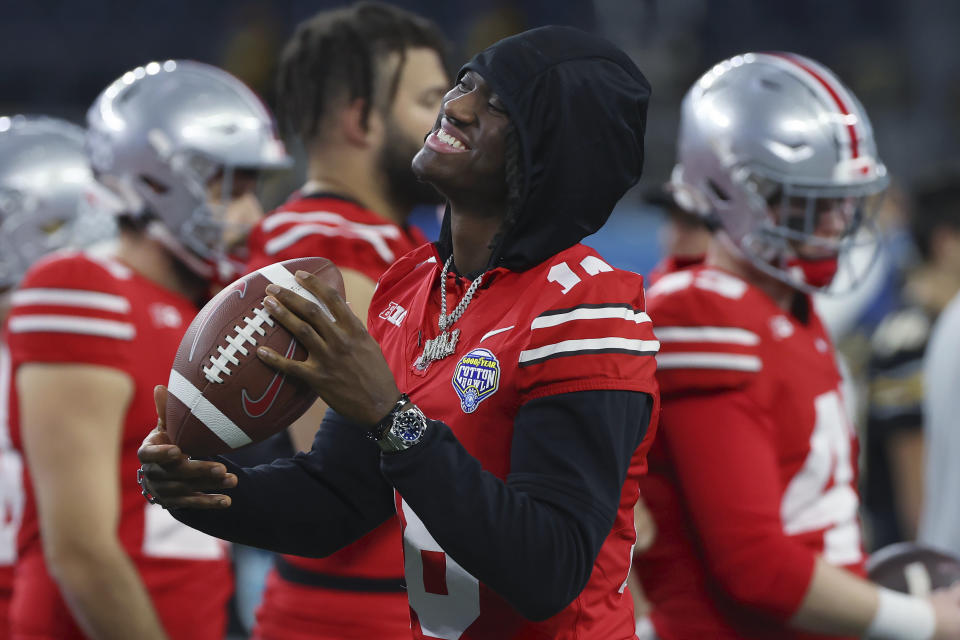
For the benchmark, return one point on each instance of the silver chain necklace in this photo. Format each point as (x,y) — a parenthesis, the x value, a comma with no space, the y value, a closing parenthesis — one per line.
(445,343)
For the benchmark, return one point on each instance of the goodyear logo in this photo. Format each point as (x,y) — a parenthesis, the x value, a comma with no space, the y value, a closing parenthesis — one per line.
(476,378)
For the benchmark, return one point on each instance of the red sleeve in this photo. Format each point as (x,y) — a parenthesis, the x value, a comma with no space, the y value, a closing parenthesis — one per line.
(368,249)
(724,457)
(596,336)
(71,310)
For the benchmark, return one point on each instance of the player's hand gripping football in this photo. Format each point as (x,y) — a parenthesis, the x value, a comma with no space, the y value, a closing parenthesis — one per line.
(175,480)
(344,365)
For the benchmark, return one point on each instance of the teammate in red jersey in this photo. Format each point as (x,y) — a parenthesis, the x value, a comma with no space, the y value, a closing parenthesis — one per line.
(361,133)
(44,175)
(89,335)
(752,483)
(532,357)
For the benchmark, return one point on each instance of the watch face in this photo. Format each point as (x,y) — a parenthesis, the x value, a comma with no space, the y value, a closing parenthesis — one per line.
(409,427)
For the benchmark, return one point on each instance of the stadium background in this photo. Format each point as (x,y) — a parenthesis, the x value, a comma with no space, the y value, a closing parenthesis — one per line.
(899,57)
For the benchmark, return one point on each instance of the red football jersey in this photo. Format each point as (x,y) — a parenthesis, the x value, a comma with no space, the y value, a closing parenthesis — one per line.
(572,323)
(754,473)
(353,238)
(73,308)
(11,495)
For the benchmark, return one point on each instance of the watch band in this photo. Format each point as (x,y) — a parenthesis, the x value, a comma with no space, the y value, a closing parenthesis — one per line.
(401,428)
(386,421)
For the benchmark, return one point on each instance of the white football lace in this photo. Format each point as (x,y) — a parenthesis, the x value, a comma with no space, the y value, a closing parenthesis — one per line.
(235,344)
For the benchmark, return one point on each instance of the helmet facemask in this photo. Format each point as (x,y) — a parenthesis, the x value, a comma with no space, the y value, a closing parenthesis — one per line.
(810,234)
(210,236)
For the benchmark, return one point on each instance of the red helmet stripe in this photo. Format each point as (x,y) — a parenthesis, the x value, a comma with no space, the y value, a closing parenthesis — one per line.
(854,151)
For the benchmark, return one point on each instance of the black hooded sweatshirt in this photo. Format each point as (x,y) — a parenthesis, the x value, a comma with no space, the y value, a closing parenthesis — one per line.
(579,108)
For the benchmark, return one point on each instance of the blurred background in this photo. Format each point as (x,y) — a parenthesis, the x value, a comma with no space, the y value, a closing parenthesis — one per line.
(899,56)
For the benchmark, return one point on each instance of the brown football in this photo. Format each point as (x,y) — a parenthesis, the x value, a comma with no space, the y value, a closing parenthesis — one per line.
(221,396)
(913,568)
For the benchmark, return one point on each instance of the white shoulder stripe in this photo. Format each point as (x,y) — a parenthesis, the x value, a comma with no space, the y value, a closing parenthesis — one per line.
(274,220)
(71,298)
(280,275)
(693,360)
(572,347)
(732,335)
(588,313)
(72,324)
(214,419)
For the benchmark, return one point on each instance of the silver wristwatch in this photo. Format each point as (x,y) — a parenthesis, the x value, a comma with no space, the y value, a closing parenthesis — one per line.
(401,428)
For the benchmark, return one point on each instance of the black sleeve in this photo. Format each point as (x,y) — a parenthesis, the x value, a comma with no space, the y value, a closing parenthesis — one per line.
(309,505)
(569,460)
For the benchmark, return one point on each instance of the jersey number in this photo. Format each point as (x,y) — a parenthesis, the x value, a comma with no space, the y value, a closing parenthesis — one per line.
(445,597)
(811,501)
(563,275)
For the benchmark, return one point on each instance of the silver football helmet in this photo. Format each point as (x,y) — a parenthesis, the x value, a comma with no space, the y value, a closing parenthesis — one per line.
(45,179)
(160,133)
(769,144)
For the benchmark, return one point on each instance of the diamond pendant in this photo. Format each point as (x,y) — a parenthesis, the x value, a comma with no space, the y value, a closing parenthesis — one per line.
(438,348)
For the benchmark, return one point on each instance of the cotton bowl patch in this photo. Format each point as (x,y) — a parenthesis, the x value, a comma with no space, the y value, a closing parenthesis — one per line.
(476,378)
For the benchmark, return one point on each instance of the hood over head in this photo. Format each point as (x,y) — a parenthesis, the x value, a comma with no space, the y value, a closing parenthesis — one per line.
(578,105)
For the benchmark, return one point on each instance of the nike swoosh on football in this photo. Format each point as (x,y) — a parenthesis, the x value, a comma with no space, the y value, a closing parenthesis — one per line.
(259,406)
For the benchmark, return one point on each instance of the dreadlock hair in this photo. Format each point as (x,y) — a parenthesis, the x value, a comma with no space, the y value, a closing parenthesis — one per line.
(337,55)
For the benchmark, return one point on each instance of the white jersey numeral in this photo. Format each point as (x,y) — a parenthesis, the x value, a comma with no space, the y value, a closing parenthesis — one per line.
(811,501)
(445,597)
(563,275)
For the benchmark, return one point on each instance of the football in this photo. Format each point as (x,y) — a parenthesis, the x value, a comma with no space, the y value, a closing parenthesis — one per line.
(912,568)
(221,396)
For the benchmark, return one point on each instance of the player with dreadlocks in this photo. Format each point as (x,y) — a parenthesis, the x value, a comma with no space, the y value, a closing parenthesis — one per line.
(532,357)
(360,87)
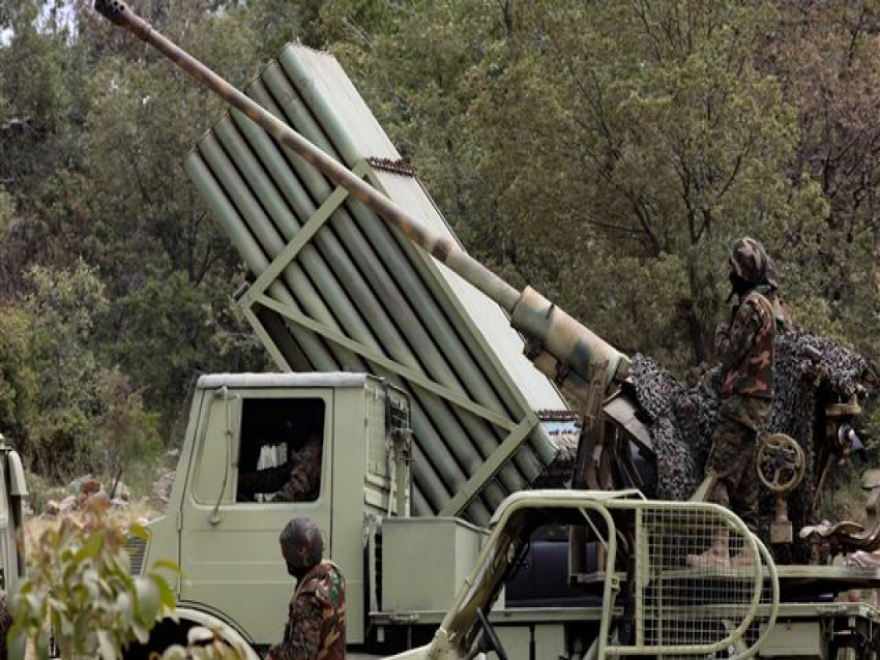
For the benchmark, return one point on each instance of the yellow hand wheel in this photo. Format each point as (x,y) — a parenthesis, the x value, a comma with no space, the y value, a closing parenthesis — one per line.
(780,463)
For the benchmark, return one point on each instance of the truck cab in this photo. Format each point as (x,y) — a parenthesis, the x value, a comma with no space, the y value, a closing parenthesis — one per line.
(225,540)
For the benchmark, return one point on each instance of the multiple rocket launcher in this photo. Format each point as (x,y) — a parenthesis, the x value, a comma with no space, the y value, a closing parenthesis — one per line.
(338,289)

--*--

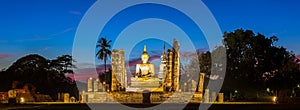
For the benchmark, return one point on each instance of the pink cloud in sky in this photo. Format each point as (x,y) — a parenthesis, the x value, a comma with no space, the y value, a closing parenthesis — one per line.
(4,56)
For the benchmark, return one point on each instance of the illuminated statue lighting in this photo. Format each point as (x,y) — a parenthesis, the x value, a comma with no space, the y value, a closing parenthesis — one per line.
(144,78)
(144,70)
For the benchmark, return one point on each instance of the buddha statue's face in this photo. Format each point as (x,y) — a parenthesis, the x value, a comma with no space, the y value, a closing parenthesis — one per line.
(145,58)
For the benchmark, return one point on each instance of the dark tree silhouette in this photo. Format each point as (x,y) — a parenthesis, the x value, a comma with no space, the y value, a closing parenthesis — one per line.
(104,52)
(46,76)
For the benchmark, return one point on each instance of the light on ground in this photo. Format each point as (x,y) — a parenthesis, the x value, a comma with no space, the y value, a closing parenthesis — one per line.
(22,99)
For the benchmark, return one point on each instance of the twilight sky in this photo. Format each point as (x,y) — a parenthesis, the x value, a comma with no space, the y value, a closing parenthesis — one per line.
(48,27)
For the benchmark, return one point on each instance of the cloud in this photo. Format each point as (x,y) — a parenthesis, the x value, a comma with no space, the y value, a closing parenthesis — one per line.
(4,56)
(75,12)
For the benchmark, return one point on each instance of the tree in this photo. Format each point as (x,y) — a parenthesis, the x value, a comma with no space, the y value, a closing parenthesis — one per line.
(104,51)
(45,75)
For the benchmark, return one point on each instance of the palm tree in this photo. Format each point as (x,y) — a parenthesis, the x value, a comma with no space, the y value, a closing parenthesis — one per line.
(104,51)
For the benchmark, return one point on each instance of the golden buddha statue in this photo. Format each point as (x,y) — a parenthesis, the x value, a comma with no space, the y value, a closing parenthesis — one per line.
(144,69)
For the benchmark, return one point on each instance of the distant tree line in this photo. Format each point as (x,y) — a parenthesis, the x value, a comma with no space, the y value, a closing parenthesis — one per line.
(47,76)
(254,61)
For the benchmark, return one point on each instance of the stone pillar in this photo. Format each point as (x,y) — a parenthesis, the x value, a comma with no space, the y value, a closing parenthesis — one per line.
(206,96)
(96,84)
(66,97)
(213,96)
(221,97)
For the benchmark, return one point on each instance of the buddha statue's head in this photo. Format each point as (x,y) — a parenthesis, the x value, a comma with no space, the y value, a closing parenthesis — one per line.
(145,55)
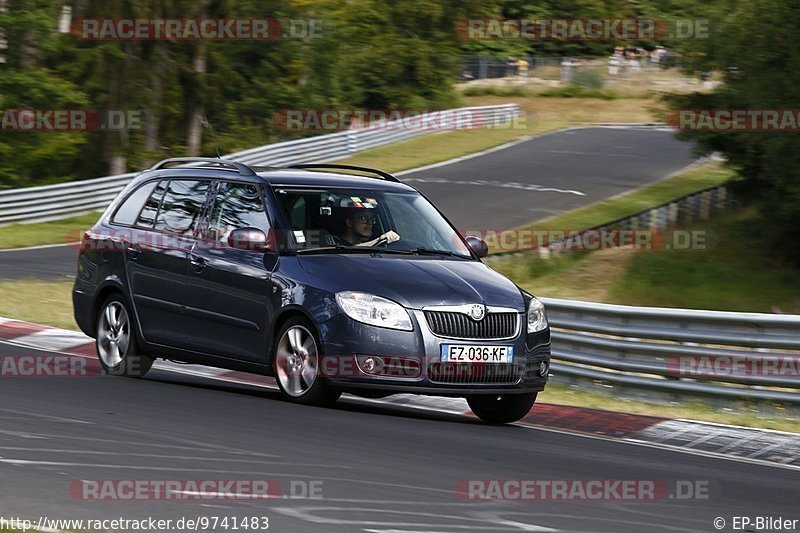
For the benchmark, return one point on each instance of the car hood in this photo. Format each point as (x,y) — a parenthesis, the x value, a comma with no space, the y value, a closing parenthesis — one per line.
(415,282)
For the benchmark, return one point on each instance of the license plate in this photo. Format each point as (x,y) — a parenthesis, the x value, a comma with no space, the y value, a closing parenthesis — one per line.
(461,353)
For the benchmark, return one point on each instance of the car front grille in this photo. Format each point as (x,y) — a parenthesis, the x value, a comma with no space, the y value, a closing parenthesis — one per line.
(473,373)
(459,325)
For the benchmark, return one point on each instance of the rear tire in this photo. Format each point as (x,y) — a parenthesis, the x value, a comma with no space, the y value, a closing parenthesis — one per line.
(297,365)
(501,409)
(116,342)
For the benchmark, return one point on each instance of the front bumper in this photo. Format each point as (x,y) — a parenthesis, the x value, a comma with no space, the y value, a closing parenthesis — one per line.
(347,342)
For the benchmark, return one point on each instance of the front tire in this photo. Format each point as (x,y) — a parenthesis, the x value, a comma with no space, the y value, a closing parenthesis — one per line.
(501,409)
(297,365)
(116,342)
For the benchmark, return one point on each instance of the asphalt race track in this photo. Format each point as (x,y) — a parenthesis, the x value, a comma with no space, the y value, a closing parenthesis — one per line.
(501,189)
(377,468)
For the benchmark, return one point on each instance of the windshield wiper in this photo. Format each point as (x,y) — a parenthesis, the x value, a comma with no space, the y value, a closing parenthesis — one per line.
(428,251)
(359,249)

--*--

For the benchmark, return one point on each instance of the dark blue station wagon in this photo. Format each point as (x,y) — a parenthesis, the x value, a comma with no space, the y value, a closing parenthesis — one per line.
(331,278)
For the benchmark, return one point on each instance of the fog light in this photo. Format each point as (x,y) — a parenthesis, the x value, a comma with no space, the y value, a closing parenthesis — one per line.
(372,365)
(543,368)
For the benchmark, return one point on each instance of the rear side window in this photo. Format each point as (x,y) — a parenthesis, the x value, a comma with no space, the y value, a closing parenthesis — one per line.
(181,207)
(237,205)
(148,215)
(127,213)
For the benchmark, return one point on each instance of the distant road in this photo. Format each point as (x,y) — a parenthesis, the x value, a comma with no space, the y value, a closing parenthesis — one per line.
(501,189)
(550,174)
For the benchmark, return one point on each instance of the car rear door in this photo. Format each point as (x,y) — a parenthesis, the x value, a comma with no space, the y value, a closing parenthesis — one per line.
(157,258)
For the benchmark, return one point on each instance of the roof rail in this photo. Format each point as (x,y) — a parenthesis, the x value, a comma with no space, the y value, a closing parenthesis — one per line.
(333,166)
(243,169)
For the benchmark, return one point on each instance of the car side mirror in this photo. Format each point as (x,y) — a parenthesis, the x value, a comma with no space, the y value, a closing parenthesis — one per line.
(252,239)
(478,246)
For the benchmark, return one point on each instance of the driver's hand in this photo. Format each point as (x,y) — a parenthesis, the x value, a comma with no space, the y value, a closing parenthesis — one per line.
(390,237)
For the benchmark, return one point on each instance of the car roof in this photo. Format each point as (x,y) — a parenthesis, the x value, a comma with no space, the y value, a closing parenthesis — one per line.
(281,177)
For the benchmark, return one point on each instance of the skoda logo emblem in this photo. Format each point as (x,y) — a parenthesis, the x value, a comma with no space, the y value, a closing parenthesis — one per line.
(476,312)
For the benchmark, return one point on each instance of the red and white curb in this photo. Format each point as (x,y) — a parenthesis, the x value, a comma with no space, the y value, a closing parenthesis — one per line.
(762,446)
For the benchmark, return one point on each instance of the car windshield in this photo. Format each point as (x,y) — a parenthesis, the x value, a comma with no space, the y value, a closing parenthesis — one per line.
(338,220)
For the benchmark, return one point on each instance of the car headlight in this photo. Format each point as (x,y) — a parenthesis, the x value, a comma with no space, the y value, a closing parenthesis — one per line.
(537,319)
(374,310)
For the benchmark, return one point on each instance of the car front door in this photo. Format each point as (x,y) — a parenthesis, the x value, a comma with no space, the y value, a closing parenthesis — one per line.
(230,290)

--*--

[Your instructions]: Can you extract every line of the entries above that contains the word "sleeve"?

[Result of the task]:
For the benchmark, return one point on each instance of the red sleeve in this photo. Format each point as (x,y) — a parenthesis, the x value, a comma with no space, the y value, a closing parenthesis — one per line.
For the benchmark, return one point on each instance of the black sleeve in this photo. Format each point as (x,y) — a parenthesis, the x value, a comma with no space, the y value, a closing parenthesis — one per line.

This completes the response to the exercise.